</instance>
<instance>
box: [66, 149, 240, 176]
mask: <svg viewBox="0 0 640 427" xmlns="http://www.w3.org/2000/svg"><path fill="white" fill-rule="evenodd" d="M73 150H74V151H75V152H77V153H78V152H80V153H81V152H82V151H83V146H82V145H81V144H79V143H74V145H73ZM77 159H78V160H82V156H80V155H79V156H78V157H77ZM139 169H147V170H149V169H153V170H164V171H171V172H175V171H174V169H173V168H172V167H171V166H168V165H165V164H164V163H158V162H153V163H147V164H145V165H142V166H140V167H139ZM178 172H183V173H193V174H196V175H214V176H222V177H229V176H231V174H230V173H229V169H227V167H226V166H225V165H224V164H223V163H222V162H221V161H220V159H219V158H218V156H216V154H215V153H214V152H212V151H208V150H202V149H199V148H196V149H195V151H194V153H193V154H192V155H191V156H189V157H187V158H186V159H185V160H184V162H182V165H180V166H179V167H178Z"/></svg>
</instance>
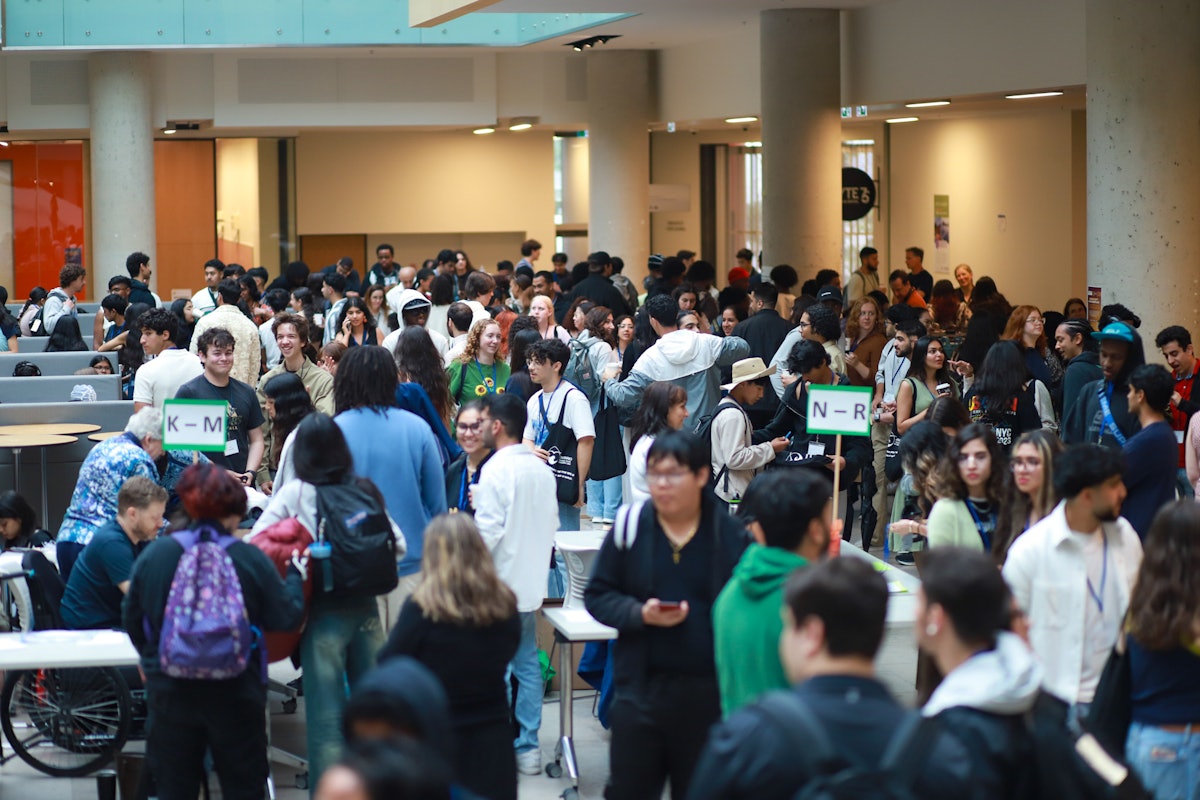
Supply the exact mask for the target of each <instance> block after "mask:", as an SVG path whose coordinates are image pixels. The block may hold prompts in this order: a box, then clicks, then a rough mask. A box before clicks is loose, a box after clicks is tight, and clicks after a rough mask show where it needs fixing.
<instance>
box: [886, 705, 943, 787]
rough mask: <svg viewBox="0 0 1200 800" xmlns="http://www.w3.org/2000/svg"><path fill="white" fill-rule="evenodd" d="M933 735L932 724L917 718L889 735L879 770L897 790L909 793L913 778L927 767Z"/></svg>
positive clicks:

==========

**Work request**. Reproduce every line above word for word; no images.

**Result of this exercise**.
</instance>
<instance>
box: [66, 149, 240, 176]
mask: <svg viewBox="0 0 640 427" xmlns="http://www.w3.org/2000/svg"><path fill="white" fill-rule="evenodd" d="M73 150H74V151H75V152H77V153H78V152H80V153H81V152H82V151H83V146H82V145H81V144H79V143H74V145H73ZM77 159H78V160H82V156H80V155H79V156H78V157H77ZM139 169H147V170H149V169H153V170H164V171H171V172H175V171H174V169H173V168H172V167H171V166H168V165H165V164H164V163H158V162H153V163H147V164H145V165H142V166H140V167H139ZM178 172H183V173H193V174H196V175H214V176H222V177H229V176H231V174H230V173H229V169H227V167H226V166H225V165H224V164H223V163H222V162H221V161H220V159H219V158H218V156H216V154H215V153H214V152H212V151H208V150H202V149H199V148H196V149H195V151H194V153H193V154H192V155H191V156H189V157H187V158H186V159H185V160H184V162H182V165H180V166H179V167H178Z"/></svg>
</instance>
Supply the exact mask for the target of each <instance> block after "mask:", as an SVG path whose coordinates are image pixels. The block may hold prompts in this order: a box, then clicks, then a rough mask. A box before clicks is loose, a box after clicks is tight, and clicks after a rough mask show where it needs fixing.
<instance>
box: [886, 705, 943, 787]
rough mask: <svg viewBox="0 0 1200 800" xmlns="http://www.w3.org/2000/svg"><path fill="white" fill-rule="evenodd" d="M933 735L932 724L917 718L889 735L879 770L897 790L909 793L913 778L927 767Z"/></svg>
positive clicks:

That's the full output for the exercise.